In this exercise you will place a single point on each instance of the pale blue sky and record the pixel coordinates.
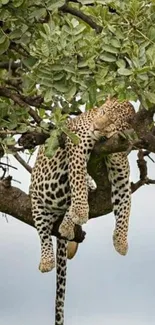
(102, 286)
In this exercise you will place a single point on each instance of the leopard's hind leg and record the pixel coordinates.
(42, 220)
(119, 172)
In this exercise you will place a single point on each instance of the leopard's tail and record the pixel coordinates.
(61, 269)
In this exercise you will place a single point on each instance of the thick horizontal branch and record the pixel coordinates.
(16, 203)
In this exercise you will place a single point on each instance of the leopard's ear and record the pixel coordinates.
(72, 249)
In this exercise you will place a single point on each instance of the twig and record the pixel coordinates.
(78, 13)
(23, 162)
(8, 165)
(6, 65)
(142, 165)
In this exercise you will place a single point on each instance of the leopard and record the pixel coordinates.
(60, 186)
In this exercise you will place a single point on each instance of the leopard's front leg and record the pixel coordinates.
(78, 211)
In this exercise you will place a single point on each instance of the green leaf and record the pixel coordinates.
(124, 72)
(4, 46)
(74, 138)
(150, 96)
(56, 4)
(110, 49)
(45, 49)
(52, 144)
(29, 62)
(107, 57)
(9, 141)
(71, 92)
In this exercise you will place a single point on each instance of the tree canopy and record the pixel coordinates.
(58, 55)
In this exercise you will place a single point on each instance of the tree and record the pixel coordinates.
(58, 55)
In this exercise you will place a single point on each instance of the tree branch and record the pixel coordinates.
(78, 13)
(23, 162)
(6, 92)
(142, 165)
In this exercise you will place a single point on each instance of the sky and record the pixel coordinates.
(102, 286)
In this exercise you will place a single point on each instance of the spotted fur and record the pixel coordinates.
(60, 185)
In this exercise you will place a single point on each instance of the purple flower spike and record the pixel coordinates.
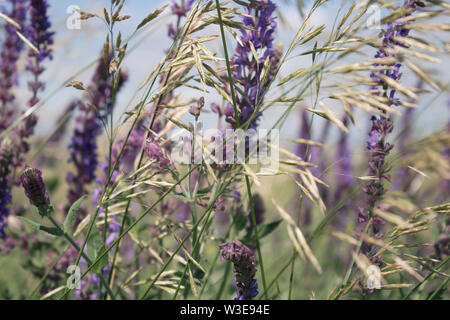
(5, 193)
(247, 69)
(243, 260)
(31, 180)
(377, 145)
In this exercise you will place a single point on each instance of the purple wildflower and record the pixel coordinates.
(34, 187)
(5, 192)
(39, 34)
(248, 70)
(243, 260)
(381, 127)
(344, 175)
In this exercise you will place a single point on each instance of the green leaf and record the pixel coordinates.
(67, 227)
(95, 248)
(53, 231)
(263, 231)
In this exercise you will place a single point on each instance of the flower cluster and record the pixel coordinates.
(248, 69)
(40, 35)
(377, 145)
(243, 260)
(5, 192)
(34, 187)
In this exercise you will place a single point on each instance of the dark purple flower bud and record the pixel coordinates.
(243, 261)
(34, 187)
(196, 108)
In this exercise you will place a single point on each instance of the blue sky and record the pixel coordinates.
(74, 49)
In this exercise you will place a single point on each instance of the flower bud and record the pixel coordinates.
(35, 190)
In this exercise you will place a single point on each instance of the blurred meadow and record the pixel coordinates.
(363, 111)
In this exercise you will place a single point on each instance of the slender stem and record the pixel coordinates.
(230, 79)
(74, 244)
(252, 209)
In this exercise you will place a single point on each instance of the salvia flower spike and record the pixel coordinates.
(34, 187)
(243, 260)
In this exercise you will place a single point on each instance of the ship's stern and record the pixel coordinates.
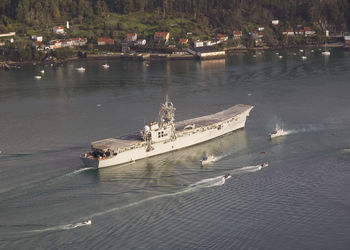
(90, 162)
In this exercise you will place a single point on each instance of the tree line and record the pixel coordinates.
(228, 13)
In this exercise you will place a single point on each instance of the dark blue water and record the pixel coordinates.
(300, 201)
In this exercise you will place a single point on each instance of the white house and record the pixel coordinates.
(198, 43)
(131, 37)
(237, 34)
(309, 32)
(58, 29)
(37, 38)
(207, 52)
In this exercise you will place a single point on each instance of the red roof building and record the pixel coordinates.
(105, 41)
(161, 36)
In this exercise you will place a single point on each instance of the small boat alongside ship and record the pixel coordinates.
(277, 132)
(165, 136)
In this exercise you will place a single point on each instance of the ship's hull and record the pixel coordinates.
(183, 139)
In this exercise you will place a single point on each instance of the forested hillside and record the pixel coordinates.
(218, 14)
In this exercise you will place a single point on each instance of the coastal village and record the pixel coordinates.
(162, 45)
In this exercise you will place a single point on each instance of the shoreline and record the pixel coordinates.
(158, 56)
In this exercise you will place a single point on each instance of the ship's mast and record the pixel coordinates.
(166, 113)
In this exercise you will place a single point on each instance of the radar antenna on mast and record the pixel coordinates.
(166, 113)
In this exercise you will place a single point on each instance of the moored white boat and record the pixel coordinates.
(80, 69)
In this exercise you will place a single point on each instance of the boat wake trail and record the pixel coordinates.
(202, 184)
(205, 183)
(77, 172)
(58, 228)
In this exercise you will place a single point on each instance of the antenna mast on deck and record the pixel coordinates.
(166, 113)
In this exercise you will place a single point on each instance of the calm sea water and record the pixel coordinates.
(301, 201)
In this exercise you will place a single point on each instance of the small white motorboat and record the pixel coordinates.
(81, 69)
(207, 159)
(277, 132)
(227, 176)
(87, 222)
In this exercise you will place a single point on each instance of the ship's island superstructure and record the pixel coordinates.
(165, 135)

→ **WORK REQUIRED**
Please rewrite every line from the one containing "sea water and record the pixel coordinates." through the final line of the entries, both ends included and requests kept. Multiply each coordinate in the answers by 0.55 and round to whole numbers, with halves rounded up.

→ **EXERCISE RESPONSE**
In this exercise you will place a single point on each instance of the calm sea water and record the pixel coordinates.
(166, 111)
In this exercise you will place a single point on each instance of the small white motorboat and record the pixel coordinates.
(45, 38)
(114, 87)
(152, 73)
(125, 97)
(48, 122)
In this exercise you will place a single point on each instance of the ship's island superstructure and record the pixel coordinates.
(91, 74)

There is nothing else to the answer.